Dataset entries:
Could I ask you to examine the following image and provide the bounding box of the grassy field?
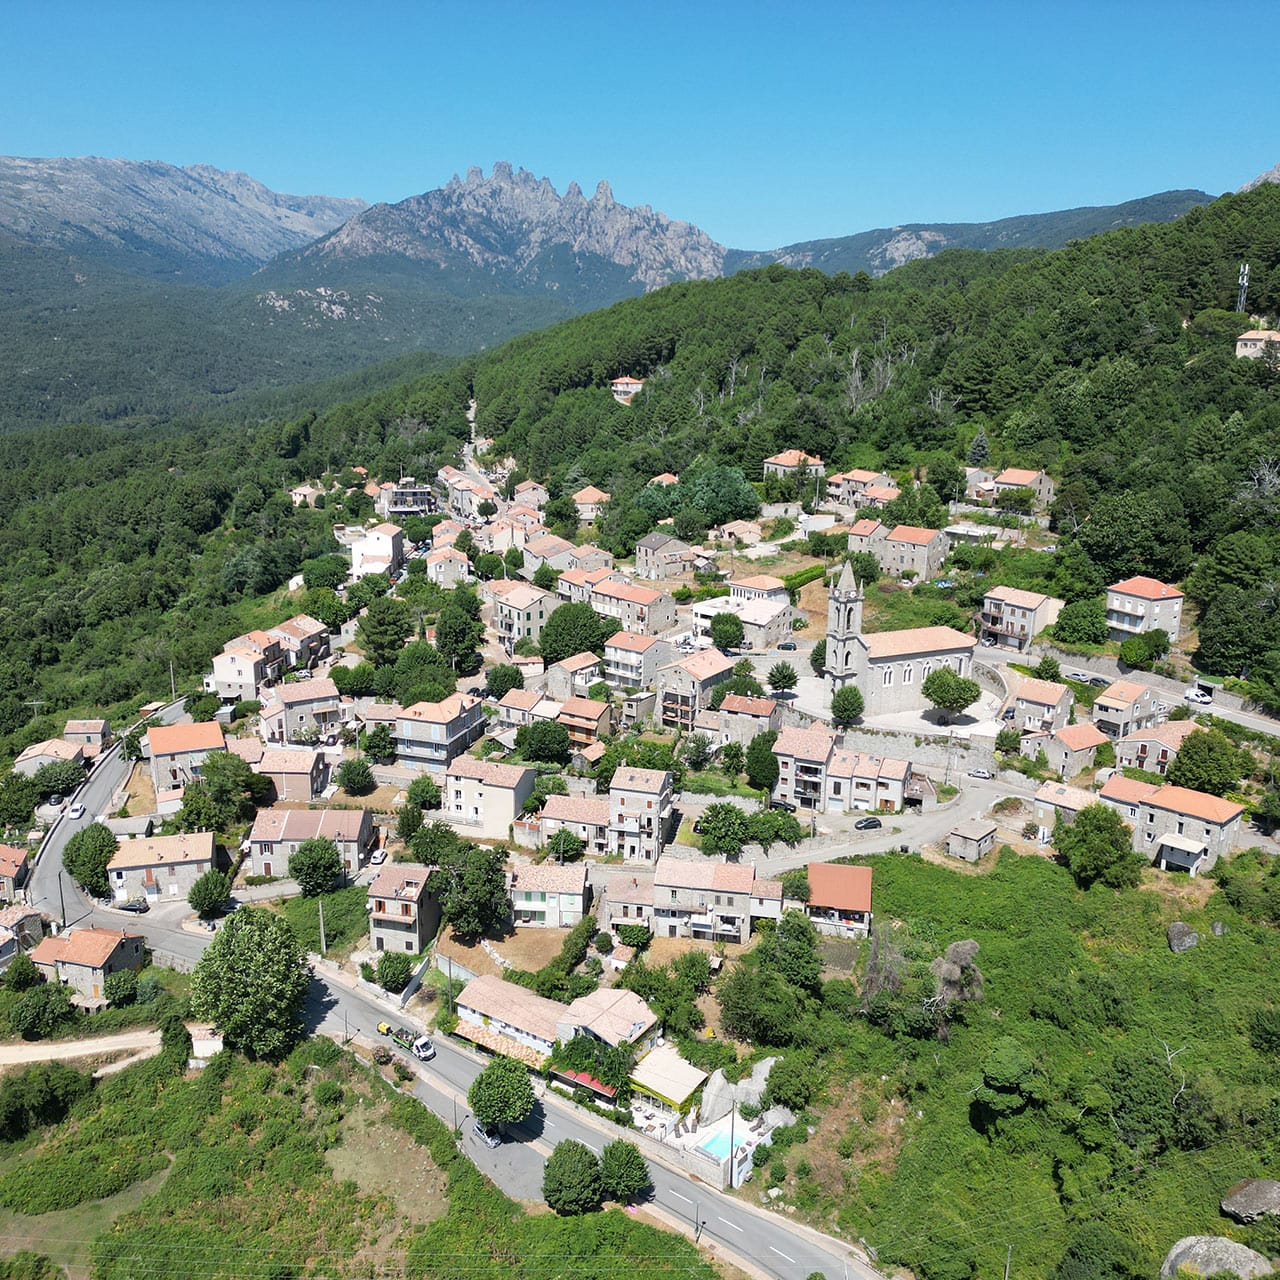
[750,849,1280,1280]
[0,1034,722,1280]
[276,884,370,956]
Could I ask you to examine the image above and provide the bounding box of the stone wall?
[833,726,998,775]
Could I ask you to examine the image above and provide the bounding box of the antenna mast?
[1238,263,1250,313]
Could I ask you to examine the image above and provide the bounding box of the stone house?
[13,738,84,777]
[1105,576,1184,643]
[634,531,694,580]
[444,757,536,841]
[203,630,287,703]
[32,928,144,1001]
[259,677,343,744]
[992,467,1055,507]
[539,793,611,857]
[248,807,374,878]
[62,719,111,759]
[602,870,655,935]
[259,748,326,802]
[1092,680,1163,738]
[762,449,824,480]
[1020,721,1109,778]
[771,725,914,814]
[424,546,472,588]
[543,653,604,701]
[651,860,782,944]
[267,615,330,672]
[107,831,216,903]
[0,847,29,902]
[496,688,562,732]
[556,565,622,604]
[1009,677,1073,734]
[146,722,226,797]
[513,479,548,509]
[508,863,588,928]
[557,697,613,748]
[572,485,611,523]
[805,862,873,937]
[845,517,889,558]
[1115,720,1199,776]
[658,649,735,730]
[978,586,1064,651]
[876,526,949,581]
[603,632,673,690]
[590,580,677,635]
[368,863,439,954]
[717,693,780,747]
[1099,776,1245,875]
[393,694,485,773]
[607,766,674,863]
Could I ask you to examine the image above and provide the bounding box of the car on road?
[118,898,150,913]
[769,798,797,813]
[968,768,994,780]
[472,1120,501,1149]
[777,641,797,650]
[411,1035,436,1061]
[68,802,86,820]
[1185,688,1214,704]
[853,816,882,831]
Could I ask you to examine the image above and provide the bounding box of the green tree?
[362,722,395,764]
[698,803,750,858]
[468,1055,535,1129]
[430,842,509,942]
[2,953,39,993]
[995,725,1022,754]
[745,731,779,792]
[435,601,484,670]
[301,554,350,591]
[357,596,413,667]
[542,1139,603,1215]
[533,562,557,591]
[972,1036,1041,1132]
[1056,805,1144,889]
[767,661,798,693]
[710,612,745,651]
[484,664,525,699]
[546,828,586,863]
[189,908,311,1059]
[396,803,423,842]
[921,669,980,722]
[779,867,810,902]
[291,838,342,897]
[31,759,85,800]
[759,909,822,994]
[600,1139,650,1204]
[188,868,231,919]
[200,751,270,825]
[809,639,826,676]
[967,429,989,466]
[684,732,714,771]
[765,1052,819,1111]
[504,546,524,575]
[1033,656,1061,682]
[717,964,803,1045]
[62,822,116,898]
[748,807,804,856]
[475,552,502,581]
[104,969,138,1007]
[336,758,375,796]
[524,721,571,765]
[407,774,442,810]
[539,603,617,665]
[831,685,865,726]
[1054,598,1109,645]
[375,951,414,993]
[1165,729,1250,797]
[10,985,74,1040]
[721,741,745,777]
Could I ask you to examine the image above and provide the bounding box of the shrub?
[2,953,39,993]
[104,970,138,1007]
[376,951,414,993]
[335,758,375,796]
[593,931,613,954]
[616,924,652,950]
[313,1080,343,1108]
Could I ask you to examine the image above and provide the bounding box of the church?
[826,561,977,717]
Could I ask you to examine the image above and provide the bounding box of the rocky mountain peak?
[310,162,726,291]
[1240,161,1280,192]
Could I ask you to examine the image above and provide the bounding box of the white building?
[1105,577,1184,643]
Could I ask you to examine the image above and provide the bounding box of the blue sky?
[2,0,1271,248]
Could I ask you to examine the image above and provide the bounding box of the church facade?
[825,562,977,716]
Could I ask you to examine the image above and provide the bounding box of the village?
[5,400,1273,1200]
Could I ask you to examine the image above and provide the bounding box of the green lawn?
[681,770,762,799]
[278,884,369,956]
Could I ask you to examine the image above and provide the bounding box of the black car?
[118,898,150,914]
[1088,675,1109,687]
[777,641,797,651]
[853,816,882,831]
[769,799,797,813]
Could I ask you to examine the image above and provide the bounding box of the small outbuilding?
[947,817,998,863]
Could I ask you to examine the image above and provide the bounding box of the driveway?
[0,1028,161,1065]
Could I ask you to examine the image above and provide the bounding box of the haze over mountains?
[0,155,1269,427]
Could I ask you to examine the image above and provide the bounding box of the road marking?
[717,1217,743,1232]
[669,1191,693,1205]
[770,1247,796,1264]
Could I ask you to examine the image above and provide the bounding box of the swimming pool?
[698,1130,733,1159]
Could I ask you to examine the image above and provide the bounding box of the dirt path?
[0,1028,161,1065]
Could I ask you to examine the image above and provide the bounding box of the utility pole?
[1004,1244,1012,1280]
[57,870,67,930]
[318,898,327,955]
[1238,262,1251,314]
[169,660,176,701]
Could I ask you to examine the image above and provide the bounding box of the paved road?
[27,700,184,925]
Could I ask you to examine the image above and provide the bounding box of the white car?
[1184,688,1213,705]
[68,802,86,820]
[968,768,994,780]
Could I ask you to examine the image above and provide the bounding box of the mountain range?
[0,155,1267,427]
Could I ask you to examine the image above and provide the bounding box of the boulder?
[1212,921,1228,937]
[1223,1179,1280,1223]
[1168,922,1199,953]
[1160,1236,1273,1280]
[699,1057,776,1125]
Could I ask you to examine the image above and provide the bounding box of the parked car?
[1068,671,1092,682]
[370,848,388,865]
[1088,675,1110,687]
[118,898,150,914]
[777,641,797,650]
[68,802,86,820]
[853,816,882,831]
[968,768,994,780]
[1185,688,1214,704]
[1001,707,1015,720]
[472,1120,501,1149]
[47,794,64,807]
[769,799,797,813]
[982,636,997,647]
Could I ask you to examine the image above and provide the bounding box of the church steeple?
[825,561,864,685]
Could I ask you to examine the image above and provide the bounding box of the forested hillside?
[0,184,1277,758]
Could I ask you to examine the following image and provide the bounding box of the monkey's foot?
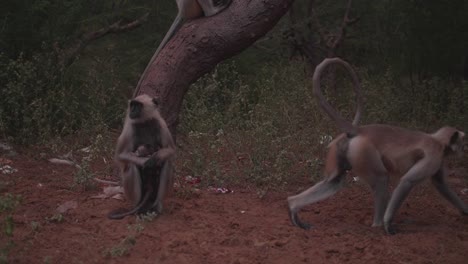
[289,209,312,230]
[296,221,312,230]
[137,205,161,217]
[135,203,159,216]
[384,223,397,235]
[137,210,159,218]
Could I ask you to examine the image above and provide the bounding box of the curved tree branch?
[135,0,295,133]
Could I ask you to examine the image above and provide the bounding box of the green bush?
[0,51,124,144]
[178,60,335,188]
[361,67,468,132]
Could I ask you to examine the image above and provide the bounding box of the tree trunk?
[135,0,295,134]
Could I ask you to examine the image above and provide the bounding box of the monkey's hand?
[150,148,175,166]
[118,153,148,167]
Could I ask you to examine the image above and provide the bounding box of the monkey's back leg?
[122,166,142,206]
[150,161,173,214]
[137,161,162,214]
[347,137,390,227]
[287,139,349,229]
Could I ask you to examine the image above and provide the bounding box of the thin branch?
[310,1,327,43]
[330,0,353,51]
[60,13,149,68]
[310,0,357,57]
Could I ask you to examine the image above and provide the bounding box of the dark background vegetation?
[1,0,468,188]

*HOW TO COMPLETE THIS TASK*.
The expected response consists solely of the lines from the one with "curved tree branch?" through the end of the records, repeated exactly.

*TASK ANSWER*.
Could I ask you to examine the image above and provide the bounding box of the curved tree branch?
[135,0,295,133]
Could I ask you to examine the image above and provide the bounding box of the green bush?
[0,51,124,144]
[178,60,335,188]
[361,67,468,132]
Could I ask you to examine the image above and provide the bounding box of the tree trunk?
[135,0,295,134]
Could I ask you to examine the image above and provide the bounding box of the monkey's hand?
[150,148,175,166]
[118,153,148,167]
Could I ask you to examine the image above and provide the bounding box of the monkey's back leg?
[122,166,142,206]
[150,161,173,214]
[137,161,162,214]
[347,137,390,227]
[287,139,349,229]
Could I ask you to examine the image above and provide the bounding box of the thin branch?
[310,1,327,43]
[330,0,353,51]
[60,13,149,68]
[310,0,357,57]
Could I ask you to examine the image above and provide the bounding box of the dark background vegetation?
[1,0,468,188]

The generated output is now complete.